*Your task*
Could the lines from the one with "Note to the class: identify the person in" through the end of the listing be restated exactly, with nothing else included?

*Dataset entries*
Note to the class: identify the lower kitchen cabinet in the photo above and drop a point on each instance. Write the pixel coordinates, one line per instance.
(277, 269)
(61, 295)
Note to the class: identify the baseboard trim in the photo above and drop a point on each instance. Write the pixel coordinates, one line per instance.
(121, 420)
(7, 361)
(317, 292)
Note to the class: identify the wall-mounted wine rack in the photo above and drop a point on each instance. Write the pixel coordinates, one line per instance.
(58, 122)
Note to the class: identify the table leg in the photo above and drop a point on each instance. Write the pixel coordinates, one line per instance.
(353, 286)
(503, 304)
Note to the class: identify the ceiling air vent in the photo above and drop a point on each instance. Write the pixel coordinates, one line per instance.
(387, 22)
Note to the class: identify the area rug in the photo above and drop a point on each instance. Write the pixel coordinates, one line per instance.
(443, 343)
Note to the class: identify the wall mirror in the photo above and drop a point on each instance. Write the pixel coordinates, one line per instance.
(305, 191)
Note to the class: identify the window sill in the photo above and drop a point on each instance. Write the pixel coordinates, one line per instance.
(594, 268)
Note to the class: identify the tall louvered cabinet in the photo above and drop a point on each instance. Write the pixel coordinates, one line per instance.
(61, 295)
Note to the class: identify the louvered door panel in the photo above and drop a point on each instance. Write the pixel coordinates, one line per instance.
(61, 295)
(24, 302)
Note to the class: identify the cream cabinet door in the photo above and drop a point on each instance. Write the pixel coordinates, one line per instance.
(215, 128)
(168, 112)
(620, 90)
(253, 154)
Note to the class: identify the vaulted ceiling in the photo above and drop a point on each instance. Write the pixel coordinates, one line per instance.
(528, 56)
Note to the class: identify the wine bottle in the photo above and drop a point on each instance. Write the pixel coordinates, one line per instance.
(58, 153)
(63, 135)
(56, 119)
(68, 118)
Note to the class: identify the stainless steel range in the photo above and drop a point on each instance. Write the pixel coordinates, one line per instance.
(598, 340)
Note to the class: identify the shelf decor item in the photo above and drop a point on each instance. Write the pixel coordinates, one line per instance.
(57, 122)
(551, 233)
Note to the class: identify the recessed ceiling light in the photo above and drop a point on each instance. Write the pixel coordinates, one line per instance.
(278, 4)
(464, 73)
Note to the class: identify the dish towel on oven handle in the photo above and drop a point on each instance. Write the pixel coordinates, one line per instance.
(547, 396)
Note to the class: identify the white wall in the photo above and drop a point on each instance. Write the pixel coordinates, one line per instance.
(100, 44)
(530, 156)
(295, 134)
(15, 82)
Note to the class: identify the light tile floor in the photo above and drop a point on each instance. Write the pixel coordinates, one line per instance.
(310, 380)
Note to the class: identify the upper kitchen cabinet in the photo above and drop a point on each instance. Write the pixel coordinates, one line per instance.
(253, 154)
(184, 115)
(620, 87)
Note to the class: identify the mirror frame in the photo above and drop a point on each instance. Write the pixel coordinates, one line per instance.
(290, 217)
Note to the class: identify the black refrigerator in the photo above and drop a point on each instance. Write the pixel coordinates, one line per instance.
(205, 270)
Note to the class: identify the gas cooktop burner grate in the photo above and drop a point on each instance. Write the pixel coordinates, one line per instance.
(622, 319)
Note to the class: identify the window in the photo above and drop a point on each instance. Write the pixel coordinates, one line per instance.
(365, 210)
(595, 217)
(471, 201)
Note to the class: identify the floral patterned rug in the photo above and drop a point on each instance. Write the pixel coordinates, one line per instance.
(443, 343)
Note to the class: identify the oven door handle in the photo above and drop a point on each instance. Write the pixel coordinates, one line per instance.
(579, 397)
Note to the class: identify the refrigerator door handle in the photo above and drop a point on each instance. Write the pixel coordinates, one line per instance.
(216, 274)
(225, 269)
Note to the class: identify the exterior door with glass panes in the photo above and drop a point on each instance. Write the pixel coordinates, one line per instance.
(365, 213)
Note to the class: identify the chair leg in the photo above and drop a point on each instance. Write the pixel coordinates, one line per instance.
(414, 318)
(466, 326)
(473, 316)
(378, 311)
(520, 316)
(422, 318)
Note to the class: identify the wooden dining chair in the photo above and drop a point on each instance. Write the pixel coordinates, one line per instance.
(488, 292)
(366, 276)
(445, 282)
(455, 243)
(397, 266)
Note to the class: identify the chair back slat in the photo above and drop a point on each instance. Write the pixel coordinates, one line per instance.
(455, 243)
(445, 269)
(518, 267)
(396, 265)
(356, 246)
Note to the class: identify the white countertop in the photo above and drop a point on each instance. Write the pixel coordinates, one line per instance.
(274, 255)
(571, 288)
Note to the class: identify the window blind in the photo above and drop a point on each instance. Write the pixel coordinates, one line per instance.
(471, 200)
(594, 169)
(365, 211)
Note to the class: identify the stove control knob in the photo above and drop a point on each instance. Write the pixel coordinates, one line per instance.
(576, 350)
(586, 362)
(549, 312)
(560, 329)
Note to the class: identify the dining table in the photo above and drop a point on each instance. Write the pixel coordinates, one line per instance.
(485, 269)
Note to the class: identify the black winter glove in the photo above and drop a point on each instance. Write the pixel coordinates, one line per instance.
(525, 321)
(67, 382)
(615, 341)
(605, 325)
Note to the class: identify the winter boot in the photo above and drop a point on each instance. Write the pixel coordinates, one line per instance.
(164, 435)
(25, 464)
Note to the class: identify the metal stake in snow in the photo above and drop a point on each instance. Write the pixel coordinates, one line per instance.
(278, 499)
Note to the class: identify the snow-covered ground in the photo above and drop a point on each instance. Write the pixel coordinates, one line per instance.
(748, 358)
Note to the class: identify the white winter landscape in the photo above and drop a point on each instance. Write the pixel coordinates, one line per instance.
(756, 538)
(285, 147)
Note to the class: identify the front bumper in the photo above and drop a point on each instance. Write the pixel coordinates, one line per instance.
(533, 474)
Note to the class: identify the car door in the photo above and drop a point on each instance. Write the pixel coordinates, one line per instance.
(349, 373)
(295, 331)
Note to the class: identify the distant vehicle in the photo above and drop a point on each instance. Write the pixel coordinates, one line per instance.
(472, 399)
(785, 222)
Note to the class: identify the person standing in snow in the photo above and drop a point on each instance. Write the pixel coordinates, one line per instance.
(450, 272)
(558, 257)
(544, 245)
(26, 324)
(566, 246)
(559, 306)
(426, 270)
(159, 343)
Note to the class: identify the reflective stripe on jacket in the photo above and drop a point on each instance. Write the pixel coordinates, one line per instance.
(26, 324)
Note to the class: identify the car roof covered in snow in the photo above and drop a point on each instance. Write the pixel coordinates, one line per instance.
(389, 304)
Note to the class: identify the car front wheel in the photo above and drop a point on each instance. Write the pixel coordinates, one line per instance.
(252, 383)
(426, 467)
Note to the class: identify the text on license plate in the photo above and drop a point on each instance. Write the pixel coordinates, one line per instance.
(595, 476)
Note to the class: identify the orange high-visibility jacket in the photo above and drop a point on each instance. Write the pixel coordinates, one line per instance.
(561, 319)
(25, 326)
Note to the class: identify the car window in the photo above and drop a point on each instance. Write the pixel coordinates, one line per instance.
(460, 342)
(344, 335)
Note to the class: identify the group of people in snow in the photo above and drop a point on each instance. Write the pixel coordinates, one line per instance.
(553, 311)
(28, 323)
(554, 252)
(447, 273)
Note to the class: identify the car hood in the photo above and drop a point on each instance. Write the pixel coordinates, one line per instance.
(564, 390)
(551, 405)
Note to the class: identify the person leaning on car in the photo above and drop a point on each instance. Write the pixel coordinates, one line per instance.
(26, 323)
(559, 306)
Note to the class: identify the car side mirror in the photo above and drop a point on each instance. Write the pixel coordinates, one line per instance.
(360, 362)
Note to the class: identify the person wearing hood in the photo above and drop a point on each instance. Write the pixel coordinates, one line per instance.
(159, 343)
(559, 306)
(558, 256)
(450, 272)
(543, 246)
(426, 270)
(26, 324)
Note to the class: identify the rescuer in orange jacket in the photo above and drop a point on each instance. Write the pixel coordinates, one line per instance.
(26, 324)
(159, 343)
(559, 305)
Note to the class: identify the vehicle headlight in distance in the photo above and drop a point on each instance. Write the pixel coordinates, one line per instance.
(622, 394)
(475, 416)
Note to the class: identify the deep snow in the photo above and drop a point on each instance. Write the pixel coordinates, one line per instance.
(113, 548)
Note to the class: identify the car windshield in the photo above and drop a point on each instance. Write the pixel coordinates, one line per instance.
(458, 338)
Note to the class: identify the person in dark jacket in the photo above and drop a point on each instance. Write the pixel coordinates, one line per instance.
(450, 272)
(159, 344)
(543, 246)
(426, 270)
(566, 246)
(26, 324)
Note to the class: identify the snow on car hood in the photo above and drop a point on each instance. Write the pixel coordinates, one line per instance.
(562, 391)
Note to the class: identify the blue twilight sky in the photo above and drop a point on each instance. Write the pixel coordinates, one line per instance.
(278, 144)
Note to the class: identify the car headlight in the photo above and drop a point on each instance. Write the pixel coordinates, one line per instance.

*Finished answer*
Note to the class: identify the person in dark jacket in the photo above and drop a point on each instance. Write the pixel coordinates, one line per instance.
(450, 272)
(159, 344)
(543, 246)
(426, 270)
(566, 246)
(26, 324)
Note to the class: identify the snow on car hood in the photo above and drop a point on each instance. Write the pixel coordinates, one line per instance.
(562, 391)
Note to the class: identify the blue twilight sky in the photo above and drop a point on each instance. Write the pixel coordinates, one line per instance.
(278, 144)
Note to the class: identify the car headlight in the photo above and drop a point on each instance. Write the pixel coordinates, one line per instance.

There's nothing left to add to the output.